**Task description**
From the data below, return the exact lines starting at the line containing "column 569, row 897" and ending at the line containing "column 606, row 631", both included, and nothing else.

**Provided material**

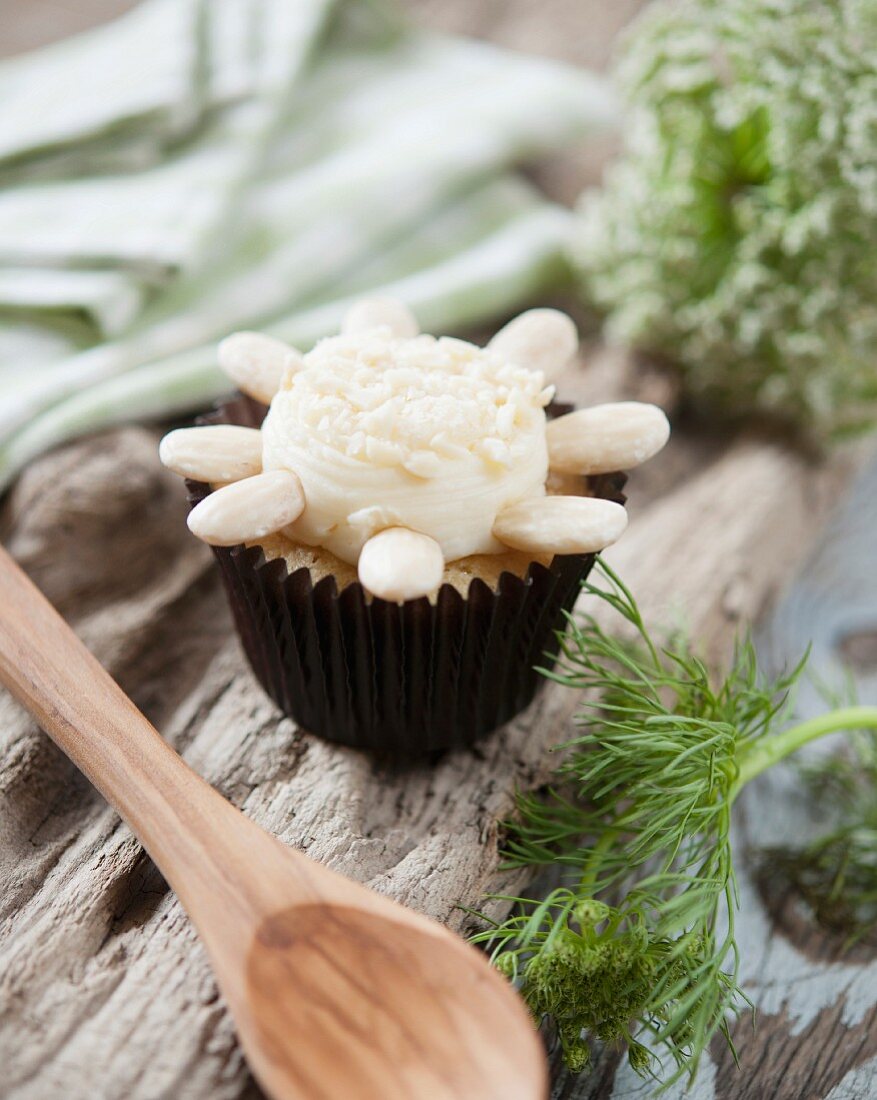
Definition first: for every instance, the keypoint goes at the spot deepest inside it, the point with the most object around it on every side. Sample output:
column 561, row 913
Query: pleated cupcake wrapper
column 406, row 679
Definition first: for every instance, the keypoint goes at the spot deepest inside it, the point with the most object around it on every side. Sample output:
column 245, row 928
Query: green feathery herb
column 640, row 947
column 836, row 873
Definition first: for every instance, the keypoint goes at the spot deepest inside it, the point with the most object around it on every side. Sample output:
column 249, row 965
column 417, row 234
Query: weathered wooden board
column 101, row 981
column 103, row 990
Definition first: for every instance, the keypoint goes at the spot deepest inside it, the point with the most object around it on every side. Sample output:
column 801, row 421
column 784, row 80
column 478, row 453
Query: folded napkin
column 200, row 166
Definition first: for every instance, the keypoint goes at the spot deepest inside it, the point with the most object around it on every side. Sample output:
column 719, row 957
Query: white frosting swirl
column 432, row 435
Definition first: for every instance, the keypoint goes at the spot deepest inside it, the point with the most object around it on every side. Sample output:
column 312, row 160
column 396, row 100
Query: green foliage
column 638, row 946
column 836, row 875
column 737, row 233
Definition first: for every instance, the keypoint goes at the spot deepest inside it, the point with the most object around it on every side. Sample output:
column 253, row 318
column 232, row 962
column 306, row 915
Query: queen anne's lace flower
column 737, row 234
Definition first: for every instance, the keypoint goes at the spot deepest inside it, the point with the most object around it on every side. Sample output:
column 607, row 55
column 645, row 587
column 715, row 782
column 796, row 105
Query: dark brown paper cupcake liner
column 407, row 679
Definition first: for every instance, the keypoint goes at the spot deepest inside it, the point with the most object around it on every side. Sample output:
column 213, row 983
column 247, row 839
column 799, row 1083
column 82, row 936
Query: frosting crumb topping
column 434, row 433
column 414, row 403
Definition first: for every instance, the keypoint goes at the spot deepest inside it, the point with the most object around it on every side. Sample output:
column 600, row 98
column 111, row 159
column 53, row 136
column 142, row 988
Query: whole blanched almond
column 606, row 438
column 256, row 363
column 220, row 452
column 541, row 340
column 373, row 312
column 398, row 564
column 249, row 509
column 560, row 525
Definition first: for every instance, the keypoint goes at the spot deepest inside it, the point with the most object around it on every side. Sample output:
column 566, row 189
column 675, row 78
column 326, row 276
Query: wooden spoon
column 336, row 991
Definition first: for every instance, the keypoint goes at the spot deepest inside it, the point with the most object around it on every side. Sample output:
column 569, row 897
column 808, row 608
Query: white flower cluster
column 737, row 234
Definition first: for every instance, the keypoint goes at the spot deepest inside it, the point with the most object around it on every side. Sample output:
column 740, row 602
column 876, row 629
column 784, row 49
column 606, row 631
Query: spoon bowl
column 336, row 991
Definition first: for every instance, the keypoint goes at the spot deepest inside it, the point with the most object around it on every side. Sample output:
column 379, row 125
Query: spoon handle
column 89, row 717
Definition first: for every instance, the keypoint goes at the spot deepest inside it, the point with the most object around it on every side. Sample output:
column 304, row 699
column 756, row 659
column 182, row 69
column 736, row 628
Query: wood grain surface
column 103, row 990
column 380, row 1001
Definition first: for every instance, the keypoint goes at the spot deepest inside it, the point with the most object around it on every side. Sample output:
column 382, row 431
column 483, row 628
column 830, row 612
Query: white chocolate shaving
column 220, row 452
column 606, row 438
column 249, row 509
column 541, row 340
column 380, row 312
column 561, row 525
column 401, row 564
column 258, row 364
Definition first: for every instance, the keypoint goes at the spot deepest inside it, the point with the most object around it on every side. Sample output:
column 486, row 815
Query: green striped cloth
column 200, row 166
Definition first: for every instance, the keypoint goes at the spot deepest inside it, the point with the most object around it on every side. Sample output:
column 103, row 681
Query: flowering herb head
column 737, row 233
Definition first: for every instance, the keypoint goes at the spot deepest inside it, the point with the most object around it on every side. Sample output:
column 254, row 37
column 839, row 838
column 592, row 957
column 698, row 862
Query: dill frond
column 836, row 873
column 638, row 946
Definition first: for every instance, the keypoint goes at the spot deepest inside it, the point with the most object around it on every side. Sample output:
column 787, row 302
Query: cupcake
column 402, row 521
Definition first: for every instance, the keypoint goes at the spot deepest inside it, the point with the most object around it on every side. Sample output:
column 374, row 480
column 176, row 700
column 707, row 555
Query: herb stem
column 767, row 751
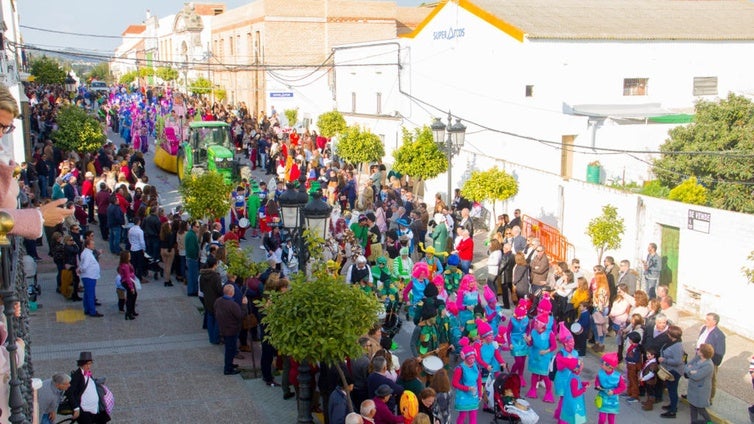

**Exercise result**
column 569, row 897
column 808, row 608
Query: white flower cluster
column 737, row 234
Definition first: for every instance, the keypoint goes at the spot deepest inside it, the point with the most object around it on every side. Sample output:
column 740, row 602
column 876, row 629
column 784, row 49
column 606, row 631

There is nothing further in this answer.